_TEXT EXCERPT_
# # # # # # #

In mid-March, as Canada started to shut down in response to the pandemic, the 1995 movie Outbreak made the Netflix top 10.
According to the film’s synopsis, Outbreak follows “army doctors struggling to find a cure for a deadly virus spreading throughout a California town that was brought to America by an African monkey.”
Scrivner says his favourite pandemic movie is Contagion (2011), in which a devastating pandemic spread by touch arrives in the United States from east Asia.
“I watched it in March or April, and it does such a great job, now that we’re kind of living in it, of really simulating what that looks like. There’s everything from the shortage of supplies to Jude Law propagating this kind of miracle cure — all these things that we’re seeing in the real world.”
“It’s really interesting, really well-done with regard to how well they predicted what would happen in a true global pandemic breakout.”
York University professor Steven Hoffman assigns students Contagion as required watching for an international health law class he teaches.
“I have always included Contagion in my … lists, because I felt it so accurately depicted what was likely to happen in a future pandemic,” he says. “And indeed most of what we saw in Contagion has actually happened during the COVID-19 pandemic.”
Hoffman points to the breakdown of international health systems under pressure, panic buying by consumers, dubious miracle cures and a disease that “spread very quietly and then very quickly” as common features of both Contagion’s fictional pandemic and the real one.
“It really highlights the power of the arts to bring attention to the way things could be, and to help us be ready for those futures, and ideally craft a better one.”
Hoffman is open to the idea that exposure to fictional catastrophes could leave us better able to deal with real ones.
“Simulations, and experiences that get people to think about future possibilities, will have a preparatory effect on people. That’s why we often run simulations for organizations and communities in order to make sure that people know what to do when certain events happen.”
“People enter a world, they know it’s fiction, does it actually make them better-prepared? That’s what this study speaks to. It’s a really interesting question.”

# # # # # # #

_USING THE INFORMATION_
1 – Render this sentence from the pandemic movies text into French: "Hoffman is open to the idea that exposure to fictional catastrophes could leave us better able to deal with real ones."
2 – In the pandemic movies text, for which class does Steven Hoffman assign Contagion as required watching?
Rely solely on the pandemic movies text when responding.

Dataset records:

# # # # # # #

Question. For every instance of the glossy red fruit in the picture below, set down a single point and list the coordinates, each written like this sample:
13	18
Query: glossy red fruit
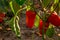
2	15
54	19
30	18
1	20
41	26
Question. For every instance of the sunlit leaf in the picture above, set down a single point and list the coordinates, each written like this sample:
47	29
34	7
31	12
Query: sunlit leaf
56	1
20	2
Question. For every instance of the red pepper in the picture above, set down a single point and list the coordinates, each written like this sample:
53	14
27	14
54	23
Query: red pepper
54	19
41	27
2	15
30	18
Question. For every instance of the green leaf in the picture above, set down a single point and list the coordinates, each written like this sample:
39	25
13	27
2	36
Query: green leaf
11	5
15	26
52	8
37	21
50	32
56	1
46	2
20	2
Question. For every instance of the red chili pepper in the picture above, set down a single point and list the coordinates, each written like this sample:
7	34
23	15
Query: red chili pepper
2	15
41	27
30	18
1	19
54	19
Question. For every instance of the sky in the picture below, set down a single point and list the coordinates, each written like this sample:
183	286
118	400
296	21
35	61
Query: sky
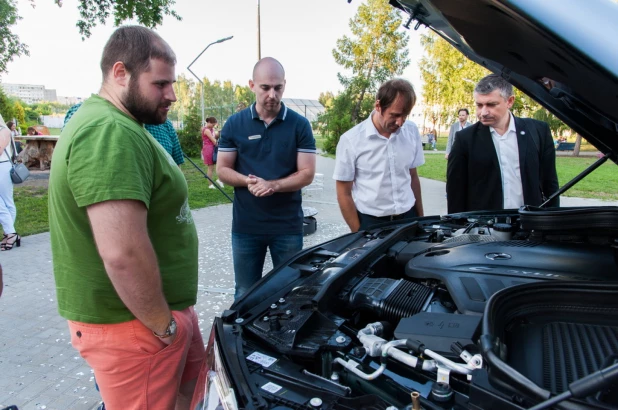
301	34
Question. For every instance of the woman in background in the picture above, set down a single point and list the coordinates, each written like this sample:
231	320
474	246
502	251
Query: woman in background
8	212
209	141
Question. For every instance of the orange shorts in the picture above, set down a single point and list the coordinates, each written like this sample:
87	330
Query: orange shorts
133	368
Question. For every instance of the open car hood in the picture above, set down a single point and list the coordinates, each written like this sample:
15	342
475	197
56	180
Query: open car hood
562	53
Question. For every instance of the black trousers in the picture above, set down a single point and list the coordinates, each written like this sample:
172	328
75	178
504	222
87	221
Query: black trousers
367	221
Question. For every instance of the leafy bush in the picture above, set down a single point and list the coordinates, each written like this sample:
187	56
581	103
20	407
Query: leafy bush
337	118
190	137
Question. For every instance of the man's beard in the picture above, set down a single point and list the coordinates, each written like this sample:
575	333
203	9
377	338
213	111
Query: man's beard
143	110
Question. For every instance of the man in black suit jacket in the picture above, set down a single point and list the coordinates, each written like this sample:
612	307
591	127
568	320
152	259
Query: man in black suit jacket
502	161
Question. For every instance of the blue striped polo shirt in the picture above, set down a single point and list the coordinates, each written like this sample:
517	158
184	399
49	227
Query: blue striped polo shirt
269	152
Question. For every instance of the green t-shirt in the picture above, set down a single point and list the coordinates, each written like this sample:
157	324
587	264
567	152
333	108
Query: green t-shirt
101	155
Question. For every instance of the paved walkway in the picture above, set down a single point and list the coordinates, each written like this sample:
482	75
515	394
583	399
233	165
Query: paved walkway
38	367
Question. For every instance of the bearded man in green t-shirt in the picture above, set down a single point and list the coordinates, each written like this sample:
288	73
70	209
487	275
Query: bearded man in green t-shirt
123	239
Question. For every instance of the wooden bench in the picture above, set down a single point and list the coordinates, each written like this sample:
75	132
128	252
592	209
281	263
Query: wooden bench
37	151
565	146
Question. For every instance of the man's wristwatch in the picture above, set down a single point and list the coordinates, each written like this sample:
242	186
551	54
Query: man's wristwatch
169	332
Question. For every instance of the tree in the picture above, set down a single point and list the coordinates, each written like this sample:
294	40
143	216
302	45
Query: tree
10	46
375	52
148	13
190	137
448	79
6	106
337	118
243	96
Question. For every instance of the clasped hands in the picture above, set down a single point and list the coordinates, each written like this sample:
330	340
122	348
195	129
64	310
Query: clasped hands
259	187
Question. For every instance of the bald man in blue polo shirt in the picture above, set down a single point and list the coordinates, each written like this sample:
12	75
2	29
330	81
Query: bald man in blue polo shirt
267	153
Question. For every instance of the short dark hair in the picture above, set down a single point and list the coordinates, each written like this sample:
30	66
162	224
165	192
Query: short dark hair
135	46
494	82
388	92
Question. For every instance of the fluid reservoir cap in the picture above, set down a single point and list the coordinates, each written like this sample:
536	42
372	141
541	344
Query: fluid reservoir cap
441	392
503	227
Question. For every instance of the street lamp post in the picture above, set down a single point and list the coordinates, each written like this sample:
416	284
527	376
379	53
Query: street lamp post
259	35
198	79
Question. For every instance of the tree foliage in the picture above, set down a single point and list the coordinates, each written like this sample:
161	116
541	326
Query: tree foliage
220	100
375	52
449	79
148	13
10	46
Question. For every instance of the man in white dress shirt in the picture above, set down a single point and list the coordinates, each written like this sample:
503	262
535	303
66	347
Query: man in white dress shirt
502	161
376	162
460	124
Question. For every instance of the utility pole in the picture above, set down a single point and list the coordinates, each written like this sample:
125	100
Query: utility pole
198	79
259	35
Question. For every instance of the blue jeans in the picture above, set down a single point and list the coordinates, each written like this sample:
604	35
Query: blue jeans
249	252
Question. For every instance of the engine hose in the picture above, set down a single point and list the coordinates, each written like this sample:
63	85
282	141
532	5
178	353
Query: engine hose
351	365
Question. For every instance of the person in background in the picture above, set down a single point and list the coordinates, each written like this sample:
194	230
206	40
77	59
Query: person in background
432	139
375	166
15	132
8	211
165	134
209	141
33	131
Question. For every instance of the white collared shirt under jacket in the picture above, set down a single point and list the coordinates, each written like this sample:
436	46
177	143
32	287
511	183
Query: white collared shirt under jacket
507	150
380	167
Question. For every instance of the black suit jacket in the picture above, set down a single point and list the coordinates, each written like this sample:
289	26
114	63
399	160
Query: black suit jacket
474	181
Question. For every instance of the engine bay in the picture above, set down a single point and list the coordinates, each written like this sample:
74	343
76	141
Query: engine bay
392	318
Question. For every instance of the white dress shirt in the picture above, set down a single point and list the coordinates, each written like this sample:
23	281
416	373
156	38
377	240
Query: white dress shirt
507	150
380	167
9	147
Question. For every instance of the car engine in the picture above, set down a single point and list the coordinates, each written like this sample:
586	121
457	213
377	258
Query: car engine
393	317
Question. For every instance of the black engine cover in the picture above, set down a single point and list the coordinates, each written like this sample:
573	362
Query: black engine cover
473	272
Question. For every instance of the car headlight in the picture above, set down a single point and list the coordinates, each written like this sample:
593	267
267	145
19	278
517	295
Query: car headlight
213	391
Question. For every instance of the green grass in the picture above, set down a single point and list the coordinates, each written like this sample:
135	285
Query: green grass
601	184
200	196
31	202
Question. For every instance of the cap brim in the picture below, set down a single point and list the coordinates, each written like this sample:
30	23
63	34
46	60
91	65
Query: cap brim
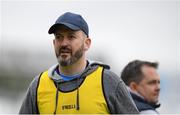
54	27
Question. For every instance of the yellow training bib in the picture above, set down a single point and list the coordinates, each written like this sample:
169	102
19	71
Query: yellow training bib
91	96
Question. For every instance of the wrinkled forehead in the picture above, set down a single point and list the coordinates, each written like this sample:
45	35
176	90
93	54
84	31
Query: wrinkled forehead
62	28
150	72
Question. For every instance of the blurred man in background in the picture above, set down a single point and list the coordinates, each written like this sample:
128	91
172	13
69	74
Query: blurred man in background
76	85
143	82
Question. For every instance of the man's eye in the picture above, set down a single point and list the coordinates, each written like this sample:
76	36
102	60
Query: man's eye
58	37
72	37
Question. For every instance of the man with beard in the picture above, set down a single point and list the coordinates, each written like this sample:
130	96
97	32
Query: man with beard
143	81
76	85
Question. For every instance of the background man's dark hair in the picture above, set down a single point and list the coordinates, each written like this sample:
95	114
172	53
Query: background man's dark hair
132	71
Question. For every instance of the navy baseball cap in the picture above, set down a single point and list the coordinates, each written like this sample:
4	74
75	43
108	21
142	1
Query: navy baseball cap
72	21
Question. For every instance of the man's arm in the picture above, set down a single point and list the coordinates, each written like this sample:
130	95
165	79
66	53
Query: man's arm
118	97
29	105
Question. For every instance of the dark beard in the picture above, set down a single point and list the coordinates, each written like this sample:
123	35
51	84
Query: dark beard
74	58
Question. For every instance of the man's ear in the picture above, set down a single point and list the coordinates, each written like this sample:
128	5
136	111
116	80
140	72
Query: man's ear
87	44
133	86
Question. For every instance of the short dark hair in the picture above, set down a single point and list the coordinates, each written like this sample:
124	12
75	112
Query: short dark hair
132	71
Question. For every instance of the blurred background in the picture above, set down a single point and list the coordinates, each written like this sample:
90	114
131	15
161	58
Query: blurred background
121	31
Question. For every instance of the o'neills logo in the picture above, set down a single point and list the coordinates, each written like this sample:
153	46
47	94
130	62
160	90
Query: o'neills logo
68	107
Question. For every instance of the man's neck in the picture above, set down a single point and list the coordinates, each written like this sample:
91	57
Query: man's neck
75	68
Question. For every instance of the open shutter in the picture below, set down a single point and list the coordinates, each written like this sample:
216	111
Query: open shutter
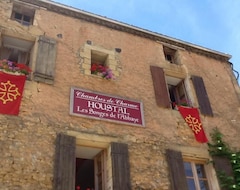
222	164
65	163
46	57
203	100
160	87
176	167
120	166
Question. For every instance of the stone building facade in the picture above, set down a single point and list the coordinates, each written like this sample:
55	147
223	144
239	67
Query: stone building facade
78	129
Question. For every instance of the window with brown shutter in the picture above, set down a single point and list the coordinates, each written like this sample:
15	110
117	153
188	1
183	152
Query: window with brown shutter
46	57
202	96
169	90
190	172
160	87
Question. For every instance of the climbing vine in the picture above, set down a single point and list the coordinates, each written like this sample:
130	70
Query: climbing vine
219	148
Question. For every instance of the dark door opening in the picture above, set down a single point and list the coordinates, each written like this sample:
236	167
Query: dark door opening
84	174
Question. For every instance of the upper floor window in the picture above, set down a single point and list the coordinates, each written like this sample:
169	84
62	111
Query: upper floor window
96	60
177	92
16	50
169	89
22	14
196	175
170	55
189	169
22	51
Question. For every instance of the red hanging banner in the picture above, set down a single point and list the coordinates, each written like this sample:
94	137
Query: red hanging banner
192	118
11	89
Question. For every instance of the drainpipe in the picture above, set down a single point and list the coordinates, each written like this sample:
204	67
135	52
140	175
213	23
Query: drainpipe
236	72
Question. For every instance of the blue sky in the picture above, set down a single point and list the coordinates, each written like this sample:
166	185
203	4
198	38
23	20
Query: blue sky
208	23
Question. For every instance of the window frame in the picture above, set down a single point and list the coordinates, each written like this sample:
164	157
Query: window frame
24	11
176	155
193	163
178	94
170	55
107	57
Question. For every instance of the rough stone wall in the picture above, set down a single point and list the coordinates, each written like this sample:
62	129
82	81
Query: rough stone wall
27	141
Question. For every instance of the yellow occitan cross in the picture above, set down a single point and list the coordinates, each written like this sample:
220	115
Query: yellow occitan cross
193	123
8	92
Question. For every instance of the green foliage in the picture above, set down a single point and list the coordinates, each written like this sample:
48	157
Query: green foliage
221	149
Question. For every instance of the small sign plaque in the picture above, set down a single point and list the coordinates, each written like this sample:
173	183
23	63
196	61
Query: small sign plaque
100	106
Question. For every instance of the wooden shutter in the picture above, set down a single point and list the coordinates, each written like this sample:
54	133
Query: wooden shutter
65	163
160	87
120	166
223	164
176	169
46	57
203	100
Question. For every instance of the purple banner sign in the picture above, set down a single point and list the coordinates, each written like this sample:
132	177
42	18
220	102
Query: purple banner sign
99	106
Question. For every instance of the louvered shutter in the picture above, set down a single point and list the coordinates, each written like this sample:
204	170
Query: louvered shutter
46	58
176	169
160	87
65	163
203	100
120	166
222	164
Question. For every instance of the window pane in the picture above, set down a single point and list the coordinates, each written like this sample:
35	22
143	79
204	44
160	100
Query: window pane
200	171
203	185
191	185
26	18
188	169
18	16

# # # # # # #

_TASK RESULTS_
1 – Hoffman est ouvert à l'idée que l'exposition à des catastrophes fictives pourrait nous rendre plus aptes à faire face aux catastrophes réelles.

2 – An international health law class that he teaches.